§ **EXERCISE DESCRIPTION**
Word for word, transcribe all the entries shown below.

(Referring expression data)
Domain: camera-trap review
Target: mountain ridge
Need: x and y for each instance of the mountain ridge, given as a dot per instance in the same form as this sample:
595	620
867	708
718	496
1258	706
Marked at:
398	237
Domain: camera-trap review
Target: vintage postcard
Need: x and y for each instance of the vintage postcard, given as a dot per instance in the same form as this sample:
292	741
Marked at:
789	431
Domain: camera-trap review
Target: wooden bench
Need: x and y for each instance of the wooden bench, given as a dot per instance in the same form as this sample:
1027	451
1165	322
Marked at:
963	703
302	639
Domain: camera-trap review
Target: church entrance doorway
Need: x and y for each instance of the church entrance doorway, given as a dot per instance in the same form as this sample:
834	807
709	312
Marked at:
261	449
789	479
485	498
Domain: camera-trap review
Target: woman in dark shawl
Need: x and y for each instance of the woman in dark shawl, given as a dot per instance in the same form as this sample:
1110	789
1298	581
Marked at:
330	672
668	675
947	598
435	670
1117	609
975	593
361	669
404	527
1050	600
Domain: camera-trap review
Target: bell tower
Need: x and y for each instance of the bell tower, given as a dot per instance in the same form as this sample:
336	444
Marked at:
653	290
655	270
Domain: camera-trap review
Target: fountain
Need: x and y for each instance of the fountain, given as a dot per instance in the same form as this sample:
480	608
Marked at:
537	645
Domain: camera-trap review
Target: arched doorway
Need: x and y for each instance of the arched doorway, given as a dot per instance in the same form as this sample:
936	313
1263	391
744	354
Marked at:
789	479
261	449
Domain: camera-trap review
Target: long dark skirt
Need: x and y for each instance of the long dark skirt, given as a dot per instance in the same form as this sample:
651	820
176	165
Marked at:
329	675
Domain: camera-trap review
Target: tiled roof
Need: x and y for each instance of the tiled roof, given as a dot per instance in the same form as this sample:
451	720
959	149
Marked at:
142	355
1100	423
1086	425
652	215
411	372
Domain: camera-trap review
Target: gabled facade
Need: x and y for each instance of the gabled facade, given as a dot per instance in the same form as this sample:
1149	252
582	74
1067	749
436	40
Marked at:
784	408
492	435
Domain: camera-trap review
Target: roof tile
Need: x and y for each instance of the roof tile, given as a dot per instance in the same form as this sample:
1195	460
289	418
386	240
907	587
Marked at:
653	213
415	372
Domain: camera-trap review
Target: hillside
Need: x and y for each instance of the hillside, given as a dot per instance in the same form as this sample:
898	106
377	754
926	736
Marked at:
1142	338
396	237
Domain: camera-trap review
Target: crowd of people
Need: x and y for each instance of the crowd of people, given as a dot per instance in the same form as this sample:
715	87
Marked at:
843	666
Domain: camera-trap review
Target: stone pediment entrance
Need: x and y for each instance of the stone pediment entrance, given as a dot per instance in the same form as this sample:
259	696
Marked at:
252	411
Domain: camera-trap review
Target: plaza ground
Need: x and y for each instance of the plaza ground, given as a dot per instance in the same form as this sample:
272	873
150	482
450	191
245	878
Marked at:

§ **ANSWER SECTION**
Domain: camera-trap review
Target: mountain ridge
Need: x and y for each instance of the mountain ridge, given as a dot per instance in the same form as this sample:
595	620
867	708
718	496
1258	706
Marked at:
398	237
Domain: camera-trap review
Target: vintage postcard
Need: x and y for each instance of the vintage postcard, given as a dot per instance in the same form as this sample:
292	741
Marked at:
789	431
Domain: camera-trap review
Target: wooden bench
Need: x and y for each instance of the wooden bench, given as a dot per instance in the same form as this sample:
1027	451
1165	322
Marked at:
963	703
302	639
Domain: camera-trap review
Target: church entrance doorway
Need: x and y for each instance of the church entrance doorway, given as a dot per instance in the same form as this sample:
834	807
709	312
Marked at:
261	449
789	479
485	498
Domain: camera-trap review
Target: woman in dark shawl
Need: x and y for each instance of the woman in dark shawl, given as a dot per instance in the same form as this sample:
1110	789
1298	581
Marked at:
330	672
668	675
947	598
435	670
1117	609
975	593
361	669
404	527
1050	600
Domain: camera-trap review
Target: bell tower
Need: x and y for each instance of the bell tower, given as a dot per instance in the same form as this sample:
336	444
Marked at:
653	290
655	270
Domain: camera-trap review
Target: fountain
Need: x and y for each instance of the fountain, given as a dot per instance in the same form as this sample:
480	608
Marked at:
537	645
Domain: camera-trap review
Target: arched doorway
Need: x and y for each instance of the arched doorway, given as a dot per instance in the same form as this sample:
936	313
1263	391
744	354
Marked at:
789	479
261	449
Domain: camera-trap review
Target: long dark skirt
Need: x and y for each instance of the long dark skirt, given as a dot per instance in the same form as this sample:
651	820
176	165
Marked at:
329	675
Domain: camera-trap review
Target: tiled roof
Need: x and y for each instance of the tiled roof, given as a dot per instance in the same form as this sample:
451	720
959	149
Marked at:
142	355
1100	423
1086	425
652	215
411	372
Domain: camera-trap review
Target: gabled facade
Need: x and y for each instance of the gabled facade, given as a dot per instance in the same form as this sample:
1149	252
582	74
1067	749
436	40
Marked at:
784	408
492	435
Domain: camera-trap review
Target: roof tile
Need: x and y for each instance of the roof tile, given as a dot per instance in the same form as this sample:
1195	460
289	418
386	240
907	587
Marked at:
653	213
415	372
Domain: camera-trap review
Target: hillside
Need: x and y for each instance of the hillside, given as a dot per instance in the same form as this sample:
898	106
377	754
926	736
Marked at:
1142	338
396	237
Domain: camera-trap review
Target: crowd of people
Need: x and y for each instance of the crowd of people, given as a dot per instance in the same form as this sample:
715	87
Marked at:
843	666
Domain: camera-trap review
Target: stone pediment entrance
Need: x and y for each instance of the stone pediment entrance, given as a dot per instance in the same form as this sample:
259	696
Marked at:
252	411
Domain: camera-trap review
Target: plaza ground
Need: x and y for each instance of the plaza ground, given as a dot per instance in the same form as this sample:
272	873
150	482
450	191
245	878
Marked at:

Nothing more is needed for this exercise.